Task instructions: Pick out each line in the records below that contains the string "foot", and copy those lines.

Data excerpts:
○ ○ ○ ○ ○ ○ ○

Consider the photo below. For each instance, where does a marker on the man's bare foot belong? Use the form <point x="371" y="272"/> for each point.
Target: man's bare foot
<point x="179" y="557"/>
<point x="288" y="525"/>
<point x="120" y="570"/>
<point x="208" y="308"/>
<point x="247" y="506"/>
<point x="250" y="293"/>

○ ○ ○ ○ ○ ○ ○

Solution for this problem:
Consider the photo below. For each instance, where does a marker on the man's bare foot belong? Use the form <point x="371" y="272"/> for each point.
Target: man's bare foot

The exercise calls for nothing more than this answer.